### GIVEN RECORDS
· · · ·

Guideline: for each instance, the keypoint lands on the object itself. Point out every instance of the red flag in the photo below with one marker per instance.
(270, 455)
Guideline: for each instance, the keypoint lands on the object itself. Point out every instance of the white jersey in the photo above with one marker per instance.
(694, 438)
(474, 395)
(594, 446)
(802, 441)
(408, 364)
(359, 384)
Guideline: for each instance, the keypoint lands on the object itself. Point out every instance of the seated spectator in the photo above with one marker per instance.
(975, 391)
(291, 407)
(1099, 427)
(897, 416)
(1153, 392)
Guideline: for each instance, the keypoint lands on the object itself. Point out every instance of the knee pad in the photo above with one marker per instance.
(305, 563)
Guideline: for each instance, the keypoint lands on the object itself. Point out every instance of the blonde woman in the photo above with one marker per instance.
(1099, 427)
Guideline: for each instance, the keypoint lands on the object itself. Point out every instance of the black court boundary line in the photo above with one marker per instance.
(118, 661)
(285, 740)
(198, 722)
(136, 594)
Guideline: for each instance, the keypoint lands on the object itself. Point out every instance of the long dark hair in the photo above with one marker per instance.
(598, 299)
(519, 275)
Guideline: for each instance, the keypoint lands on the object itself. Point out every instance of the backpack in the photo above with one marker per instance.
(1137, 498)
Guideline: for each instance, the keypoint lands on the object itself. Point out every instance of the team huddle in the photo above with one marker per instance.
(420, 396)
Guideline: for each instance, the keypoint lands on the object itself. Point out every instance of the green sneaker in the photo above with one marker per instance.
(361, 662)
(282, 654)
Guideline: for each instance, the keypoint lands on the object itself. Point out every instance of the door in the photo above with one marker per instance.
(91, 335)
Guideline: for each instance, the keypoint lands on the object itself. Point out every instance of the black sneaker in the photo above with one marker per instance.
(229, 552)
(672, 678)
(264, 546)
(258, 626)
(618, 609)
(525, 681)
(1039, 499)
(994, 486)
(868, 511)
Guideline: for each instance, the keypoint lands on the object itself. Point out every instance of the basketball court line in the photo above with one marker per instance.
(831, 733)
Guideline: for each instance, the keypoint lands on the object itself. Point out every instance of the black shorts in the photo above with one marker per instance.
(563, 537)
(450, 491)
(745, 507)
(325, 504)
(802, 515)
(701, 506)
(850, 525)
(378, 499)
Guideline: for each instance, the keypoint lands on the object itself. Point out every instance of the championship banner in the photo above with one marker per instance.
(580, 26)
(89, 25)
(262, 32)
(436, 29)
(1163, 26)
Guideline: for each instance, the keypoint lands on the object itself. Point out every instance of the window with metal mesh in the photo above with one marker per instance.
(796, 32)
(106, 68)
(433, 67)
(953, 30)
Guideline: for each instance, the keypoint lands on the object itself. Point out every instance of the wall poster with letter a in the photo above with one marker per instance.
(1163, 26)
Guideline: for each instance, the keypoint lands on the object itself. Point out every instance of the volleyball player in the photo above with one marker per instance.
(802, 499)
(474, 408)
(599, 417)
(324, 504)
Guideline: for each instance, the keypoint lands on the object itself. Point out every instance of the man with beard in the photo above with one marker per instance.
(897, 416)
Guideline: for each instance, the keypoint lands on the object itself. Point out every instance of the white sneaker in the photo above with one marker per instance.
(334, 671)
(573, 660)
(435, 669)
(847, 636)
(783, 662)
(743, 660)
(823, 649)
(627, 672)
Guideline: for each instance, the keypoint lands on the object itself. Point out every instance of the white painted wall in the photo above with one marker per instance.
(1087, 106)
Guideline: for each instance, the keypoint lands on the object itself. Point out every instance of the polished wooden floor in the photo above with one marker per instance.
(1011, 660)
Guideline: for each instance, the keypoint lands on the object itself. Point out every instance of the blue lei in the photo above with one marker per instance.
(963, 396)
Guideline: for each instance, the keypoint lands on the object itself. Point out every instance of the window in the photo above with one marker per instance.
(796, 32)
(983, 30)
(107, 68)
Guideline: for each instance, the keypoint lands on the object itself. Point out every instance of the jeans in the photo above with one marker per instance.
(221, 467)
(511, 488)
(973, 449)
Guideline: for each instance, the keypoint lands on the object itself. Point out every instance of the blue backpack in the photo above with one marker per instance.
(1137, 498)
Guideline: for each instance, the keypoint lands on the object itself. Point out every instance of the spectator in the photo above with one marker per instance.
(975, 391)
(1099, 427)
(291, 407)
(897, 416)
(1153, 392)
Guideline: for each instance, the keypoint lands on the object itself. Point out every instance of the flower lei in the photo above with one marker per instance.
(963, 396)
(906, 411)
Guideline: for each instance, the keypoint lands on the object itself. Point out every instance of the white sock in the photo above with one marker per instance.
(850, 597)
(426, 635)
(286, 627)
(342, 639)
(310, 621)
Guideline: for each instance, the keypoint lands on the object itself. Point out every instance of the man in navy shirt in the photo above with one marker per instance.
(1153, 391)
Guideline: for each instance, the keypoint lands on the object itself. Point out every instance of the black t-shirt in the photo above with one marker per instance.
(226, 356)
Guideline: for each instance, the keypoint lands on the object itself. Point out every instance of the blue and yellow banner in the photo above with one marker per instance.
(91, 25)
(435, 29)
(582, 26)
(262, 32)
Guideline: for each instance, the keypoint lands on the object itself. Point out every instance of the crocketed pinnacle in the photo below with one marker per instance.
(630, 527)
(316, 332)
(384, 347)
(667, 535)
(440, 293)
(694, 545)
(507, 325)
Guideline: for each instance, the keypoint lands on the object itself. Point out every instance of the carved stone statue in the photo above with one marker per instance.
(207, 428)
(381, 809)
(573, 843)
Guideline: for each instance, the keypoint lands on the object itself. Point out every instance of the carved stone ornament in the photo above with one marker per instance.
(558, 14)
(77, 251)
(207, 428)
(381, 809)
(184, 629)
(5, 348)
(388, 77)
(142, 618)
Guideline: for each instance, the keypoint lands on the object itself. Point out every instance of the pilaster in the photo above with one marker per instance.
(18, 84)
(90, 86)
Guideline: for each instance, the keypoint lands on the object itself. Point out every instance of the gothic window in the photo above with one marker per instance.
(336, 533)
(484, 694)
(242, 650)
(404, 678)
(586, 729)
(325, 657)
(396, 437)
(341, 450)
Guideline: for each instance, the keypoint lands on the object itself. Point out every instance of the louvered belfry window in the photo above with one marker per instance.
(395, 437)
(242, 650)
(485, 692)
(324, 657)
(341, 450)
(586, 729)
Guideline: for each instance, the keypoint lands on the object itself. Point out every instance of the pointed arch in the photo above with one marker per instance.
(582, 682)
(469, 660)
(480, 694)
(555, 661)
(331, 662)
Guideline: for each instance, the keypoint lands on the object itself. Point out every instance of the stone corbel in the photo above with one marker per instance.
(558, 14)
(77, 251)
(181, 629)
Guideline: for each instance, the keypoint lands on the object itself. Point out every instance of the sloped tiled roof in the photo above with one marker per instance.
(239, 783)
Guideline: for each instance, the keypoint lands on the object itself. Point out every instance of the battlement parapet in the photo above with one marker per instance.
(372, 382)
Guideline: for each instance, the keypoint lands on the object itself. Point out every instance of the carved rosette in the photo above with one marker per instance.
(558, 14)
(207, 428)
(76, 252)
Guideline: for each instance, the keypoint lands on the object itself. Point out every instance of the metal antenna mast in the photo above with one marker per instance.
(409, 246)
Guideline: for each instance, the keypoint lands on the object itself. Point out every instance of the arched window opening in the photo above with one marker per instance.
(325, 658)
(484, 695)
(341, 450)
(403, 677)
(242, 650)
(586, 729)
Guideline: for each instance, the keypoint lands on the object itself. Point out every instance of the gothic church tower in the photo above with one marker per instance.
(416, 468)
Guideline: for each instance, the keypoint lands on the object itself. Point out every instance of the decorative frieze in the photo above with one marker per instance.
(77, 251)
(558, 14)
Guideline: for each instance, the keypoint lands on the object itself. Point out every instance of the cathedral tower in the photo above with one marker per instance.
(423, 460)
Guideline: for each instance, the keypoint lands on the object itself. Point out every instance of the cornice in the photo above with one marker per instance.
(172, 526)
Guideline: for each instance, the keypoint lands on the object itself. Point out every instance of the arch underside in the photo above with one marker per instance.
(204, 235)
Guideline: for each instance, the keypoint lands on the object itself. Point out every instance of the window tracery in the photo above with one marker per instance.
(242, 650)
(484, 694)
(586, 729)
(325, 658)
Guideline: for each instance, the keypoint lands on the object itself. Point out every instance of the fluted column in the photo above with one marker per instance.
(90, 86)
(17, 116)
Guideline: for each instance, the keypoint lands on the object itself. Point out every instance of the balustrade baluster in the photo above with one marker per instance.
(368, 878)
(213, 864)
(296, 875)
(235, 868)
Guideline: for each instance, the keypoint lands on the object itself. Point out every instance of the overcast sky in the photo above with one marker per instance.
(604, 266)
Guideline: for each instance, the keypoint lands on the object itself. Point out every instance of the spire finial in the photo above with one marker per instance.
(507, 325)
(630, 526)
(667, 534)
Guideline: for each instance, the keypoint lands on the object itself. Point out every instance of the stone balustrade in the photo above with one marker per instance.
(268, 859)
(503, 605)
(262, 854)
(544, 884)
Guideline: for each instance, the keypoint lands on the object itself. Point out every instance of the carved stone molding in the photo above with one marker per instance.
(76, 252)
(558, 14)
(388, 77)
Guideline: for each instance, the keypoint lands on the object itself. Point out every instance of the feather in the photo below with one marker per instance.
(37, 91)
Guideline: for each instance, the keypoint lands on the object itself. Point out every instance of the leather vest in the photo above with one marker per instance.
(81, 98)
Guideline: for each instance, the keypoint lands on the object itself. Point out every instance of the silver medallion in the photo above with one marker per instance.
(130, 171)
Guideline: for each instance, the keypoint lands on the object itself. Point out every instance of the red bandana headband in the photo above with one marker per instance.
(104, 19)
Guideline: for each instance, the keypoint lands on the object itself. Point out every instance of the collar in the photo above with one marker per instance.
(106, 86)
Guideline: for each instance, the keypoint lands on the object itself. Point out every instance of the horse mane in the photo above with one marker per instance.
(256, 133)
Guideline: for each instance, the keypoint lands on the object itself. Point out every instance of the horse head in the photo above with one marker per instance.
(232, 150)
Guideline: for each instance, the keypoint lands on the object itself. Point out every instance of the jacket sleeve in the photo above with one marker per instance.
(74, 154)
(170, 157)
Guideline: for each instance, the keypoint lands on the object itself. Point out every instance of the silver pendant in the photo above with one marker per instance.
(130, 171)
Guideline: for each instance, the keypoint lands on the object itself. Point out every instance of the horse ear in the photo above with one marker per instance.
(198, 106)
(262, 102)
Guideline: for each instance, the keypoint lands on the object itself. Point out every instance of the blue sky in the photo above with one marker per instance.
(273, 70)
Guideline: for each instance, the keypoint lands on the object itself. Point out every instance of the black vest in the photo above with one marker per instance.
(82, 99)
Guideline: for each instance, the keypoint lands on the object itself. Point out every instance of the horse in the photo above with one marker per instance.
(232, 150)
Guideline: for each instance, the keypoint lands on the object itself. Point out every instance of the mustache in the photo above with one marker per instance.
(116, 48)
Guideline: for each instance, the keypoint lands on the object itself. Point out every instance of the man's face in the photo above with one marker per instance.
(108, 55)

· · · ·

### WORK TO DO
Reproduce the records above exactly, starting with the line that contains "the horse in" and ending with the last line.

### FINAL RESULT
Guideline: for each instance, the keypoint lands on the object itself. Point out every instance of the horse in the photo above with one marker per instance.
(232, 150)
Guideline: for each instance, the keypoint lands on the object itself. Point out every instance of the mustache in the photo above with one marker per instance.
(116, 48)
Guideline: for each instance, the keypoint lands on the object itself. Point out every instance of the man's face in the photo above with one marker per instance.
(108, 55)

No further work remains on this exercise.